» **REQUIRED WORK**:
This exercise requires every record to be repeated exactly.

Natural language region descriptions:
---+---
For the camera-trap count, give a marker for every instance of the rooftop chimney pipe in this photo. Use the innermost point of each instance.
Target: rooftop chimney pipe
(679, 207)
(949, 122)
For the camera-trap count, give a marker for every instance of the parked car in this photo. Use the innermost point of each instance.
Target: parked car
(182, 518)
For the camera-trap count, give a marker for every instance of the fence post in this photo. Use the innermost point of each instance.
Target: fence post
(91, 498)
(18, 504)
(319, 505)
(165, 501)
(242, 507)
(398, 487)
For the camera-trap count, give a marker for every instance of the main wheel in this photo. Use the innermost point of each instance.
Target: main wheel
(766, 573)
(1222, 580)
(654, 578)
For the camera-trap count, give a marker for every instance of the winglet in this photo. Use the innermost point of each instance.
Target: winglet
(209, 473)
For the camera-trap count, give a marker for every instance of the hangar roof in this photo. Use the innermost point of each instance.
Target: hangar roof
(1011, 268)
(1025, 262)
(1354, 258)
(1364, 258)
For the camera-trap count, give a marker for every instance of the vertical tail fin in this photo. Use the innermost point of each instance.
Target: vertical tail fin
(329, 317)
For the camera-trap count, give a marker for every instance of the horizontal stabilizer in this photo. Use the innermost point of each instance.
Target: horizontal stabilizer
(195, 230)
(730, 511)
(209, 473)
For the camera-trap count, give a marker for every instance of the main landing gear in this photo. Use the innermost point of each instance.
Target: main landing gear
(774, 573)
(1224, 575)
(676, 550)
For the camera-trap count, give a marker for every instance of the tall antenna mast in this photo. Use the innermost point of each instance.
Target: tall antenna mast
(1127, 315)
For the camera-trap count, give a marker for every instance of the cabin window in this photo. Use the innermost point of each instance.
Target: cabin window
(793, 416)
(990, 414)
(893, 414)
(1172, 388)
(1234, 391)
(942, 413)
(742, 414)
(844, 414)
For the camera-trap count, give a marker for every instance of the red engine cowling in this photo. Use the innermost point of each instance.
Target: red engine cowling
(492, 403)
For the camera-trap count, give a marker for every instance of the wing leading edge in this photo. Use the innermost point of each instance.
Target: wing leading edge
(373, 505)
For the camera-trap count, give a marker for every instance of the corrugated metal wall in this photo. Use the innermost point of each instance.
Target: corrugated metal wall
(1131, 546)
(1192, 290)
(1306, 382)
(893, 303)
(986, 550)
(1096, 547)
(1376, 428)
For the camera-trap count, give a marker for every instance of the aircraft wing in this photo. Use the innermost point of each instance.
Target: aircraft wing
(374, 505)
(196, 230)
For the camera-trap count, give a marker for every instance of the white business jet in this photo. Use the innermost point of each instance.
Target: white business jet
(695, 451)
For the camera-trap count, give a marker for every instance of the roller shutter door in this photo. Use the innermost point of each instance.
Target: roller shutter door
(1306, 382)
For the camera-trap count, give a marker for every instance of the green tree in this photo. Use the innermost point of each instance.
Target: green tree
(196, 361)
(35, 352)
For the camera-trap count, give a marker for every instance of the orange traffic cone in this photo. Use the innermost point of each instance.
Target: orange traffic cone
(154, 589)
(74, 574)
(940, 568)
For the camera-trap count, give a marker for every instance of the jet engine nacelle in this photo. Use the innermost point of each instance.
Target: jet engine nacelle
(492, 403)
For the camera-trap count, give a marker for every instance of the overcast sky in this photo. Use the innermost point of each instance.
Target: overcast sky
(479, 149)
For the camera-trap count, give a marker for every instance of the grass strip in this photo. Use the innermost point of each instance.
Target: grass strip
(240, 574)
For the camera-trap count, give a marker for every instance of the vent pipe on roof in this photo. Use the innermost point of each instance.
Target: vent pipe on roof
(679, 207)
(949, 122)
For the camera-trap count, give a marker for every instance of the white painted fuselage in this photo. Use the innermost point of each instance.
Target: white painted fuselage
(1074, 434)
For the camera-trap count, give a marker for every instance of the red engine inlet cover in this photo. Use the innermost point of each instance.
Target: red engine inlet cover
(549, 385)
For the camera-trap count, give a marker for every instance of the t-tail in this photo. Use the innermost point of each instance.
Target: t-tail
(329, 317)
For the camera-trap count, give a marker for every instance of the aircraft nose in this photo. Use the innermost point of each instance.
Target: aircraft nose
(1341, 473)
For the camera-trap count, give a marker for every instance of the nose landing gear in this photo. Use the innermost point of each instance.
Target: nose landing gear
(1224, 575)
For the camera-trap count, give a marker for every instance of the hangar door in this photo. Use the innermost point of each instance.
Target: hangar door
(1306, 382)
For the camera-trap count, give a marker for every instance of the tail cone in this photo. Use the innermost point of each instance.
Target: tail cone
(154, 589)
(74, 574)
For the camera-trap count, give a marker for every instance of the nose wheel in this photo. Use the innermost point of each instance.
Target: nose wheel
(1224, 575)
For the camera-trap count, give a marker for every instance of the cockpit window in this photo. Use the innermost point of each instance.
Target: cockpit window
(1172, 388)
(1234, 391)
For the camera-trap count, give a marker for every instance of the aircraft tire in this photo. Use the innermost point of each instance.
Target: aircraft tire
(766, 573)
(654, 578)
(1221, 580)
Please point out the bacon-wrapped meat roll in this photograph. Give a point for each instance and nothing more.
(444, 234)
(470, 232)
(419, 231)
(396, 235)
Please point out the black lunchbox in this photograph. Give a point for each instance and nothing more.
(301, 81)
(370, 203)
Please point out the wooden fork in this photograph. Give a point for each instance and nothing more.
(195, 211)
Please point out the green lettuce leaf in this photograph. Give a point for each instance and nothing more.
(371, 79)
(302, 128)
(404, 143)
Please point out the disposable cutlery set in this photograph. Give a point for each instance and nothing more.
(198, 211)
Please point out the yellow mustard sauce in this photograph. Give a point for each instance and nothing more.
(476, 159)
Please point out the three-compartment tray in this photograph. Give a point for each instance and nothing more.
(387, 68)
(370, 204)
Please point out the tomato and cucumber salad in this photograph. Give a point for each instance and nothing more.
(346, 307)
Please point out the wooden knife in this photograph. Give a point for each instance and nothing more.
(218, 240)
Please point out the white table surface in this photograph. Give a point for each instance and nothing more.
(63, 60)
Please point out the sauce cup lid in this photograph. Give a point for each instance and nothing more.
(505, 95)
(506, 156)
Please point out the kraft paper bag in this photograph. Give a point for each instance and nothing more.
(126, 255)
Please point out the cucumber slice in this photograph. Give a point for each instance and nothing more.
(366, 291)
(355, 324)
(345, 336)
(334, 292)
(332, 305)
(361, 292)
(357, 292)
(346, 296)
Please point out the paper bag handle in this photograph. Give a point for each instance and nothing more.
---+---
» **SOLUTION TO THE PROBLEM**:
For the camera-trap count, give a marker for every instance of the rooftop chimney pipe in this photo. Use the innermost point of each instance.
Target: rooftop chimney pipe
(679, 207)
(949, 122)
For the camera-trap count, give a marker for every instance of the parked car in this photo. Use the innermost point of each instance.
Target: parked car
(182, 518)
For the camera-trap count, give a marker for every instance of the fence post in this photo. Use the innermost point of each instance.
Target: fence post
(91, 498)
(18, 504)
(319, 505)
(165, 501)
(242, 507)
(398, 487)
For the camera-trap count, give a marker for every instance of the main wheel in this photo. Use the innermost point of each instance.
Target: main wheel
(766, 573)
(1222, 580)
(654, 578)
For the camera-trap count, give a marker for every instance of the winglet in this photo. Use the innermost point of each instance.
Target: winglet
(209, 473)
For the camera-trap count, give a marker for every instance of the hangar roof in this photo. Use the innermost point of each instance.
Target: hangar roof
(1011, 268)
(1025, 262)
(1354, 258)
(1364, 258)
For the camera-trap count, give a marker for every instance of the vertical tail fin in this photo. Use the innermost point of each instance.
Target: vertical tail fin
(329, 317)
For the camera-trap count, give a marker for every instance of the horizontal stabilizer in this photo. Use the innermost point of each instance.
Target: horizontal stabilizer
(195, 230)
(730, 511)
(209, 473)
For the camera-trap count, give a marker for every instance of the main landing gear in this photo. Use the innermost point of each instance.
Target: main landing gear
(774, 573)
(1224, 575)
(676, 550)
For the camera-trap count, give a marker for every instance of the tall antenna mast in this photo. Use the innermost point of each instance.
Target: tall antenna mast
(1127, 315)
For the camera-trap count, give a marker for every instance of the cabin window in this photo. Use the innermost point of each instance.
Target: cabin window
(793, 416)
(990, 414)
(893, 414)
(1172, 388)
(1234, 391)
(942, 413)
(742, 414)
(844, 414)
For the camera-trap count, give a marker for every instance of the red engine cowling in this photo. Use the innermost point of each instance.
Target: red engine cowling
(492, 403)
For the camera-trap count, give a marker for every instance of the wing leading edge in this photo. Use the innermost point of each instance.
Target: wing leading edge
(373, 505)
For the camera-trap count, give a marker for every instance of the corrugated metal wall in this photo. Use the innermost point of each instance.
Target: corrugated metal wall
(1131, 546)
(1192, 290)
(1306, 382)
(893, 303)
(986, 550)
(1096, 547)
(1376, 428)
For the camera-trap count, give a marker for every instance of the aircraft wing in this photo. Use the innermost point of each instance.
Target: aircraft wing
(374, 505)
(196, 230)
For the camera-trap count, give a marker for every instance of the white business jet in this photo. Use the innermost point of each instance.
Target: white business jet
(695, 451)
For the camera-trap count, give a marker for every instance of the roller shutter door in this photo. Use the innermost point of each instance.
Target: roller shutter door
(1306, 382)
For the camera-trap count, give a marker for every instance of the green tree in this photo. Use the innermost point of each instance.
Target: green tree
(196, 361)
(35, 352)
For the camera-trap count, give a marker for every instance of the orange traffic cone in this photo. Use the innermost point of each instance.
Target: orange traffic cone
(154, 589)
(74, 574)
(940, 568)
For the camera-trap count, give a marker for every instance of the jet engine nacelle in this photo. Use the innermost point of each instance.
Target: jet engine nacelle
(492, 403)
For the camera-trap count, give a marker for every instance of the overcast sky in this photo. Use the innermost point of each instance.
Target: overcast sky
(479, 149)
For the camera-trap count, give a marker for every instance of the grass strip in this photo. Use the innermost point of each instance.
Target: grass strip
(240, 574)
For the camera-trap count, give a marker for every instance of the vent pipe on roof in this photo. Use the innermost point of each instance.
Target: vent pipe on roof
(679, 207)
(949, 122)
For the camera-trap count, give a marker for every instance of the white painted fuselage in this photo. Use the innermost point of each instance.
Target: white painted fuselage
(1074, 434)
For the camera-trap count, give a marker for every instance of the red engine inlet cover in this photo. Use the innermost point of each instance.
Target: red engine inlet cover
(549, 385)
For the camera-trap count, give a marker for every instance of the t-tail in this photo. Use the innermost point of each instance.
Target: t-tail
(329, 317)
For the camera-trap count, give a marker for every instance of the aircraft nose in this photo. Use the innermost point of each instance.
Target: aircraft nose
(1341, 473)
For the camera-trap count, give a marker for every instance of the nose landing gear in this photo. Use the innermost point of each instance.
Target: nose landing gear
(1224, 575)
For the camera-trap count, give a marker for every instance of the hangar door in this photo. Use the innermost point of each instance.
Target: hangar door
(1306, 382)
For the camera-trap count, give a marker for every instance of the tail cone in this photo. Use the innermost point of each instance.
Target: tail cone
(154, 589)
(74, 574)
For the camera-trap count, give a marker for every instance of the nose wheel in this photo. Use the innermost point of each instance.
Target: nose wheel
(1224, 575)
For the camera-trap count, give a marker for every instance of the cockpit window in this photo. Use the innermost point of each instance.
Target: cockpit window
(1172, 388)
(1234, 391)
For the camera-trap count, give a marker for every instance of the aircraft tire in this photo. Use the innermost point of each instance.
Target: aircraft tire
(766, 573)
(654, 578)
(1221, 580)
Please point out the bacon-wrapped meat roll in this photograph. Give a point for each instance and nothing more.
(444, 234)
(470, 232)
(419, 231)
(396, 235)
Please point out the black lunchbox in this photograph. Give a point for each instance and nothing more.
(301, 81)
(370, 203)
Please point out the wooden fork in this photograph. Give a point for each instance and nothing more.
(195, 211)
Please point out the green lettuce leaf in this photograph. Give a point for each instance and nothing more.
(371, 79)
(302, 128)
(404, 143)
Please point out the disposable cutlery set in this photograph. Give a point for each instance and nothing more.
(198, 211)
Please point out the yellow mustard sauce in this photograph. Give a point for each instance and nothing more.
(476, 159)
Please point out the three-compartment tray in this photograph. Give a point for each instance and nothing more.
(387, 68)
(370, 204)
Please point out the tomato and cucumber salad in this photograph. Give a point for each instance and nothing more.
(346, 307)
Please point out the wooden knife in this photograph. Give a point for each instance and nothing more.
(218, 240)
Please point out the white table surface in this photograph. Give a point for each instance and nothing more.
(63, 60)
Please point out the sauce cup lid in this photograph. Give a point for each instance and nothing more.
(505, 95)
(506, 156)
Please point out the kraft paper bag in this photograph. Give a point for each instance and nothing more.
(126, 255)
Please point out the cucumber slice in this photograph. Give a point for each instance and nothing more.
(366, 291)
(355, 324)
(345, 336)
(334, 292)
(332, 305)
(361, 292)
(357, 292)
(346, 296)
Please point out the paper bag handle in this photograph. Give a point for each instance and nothing more.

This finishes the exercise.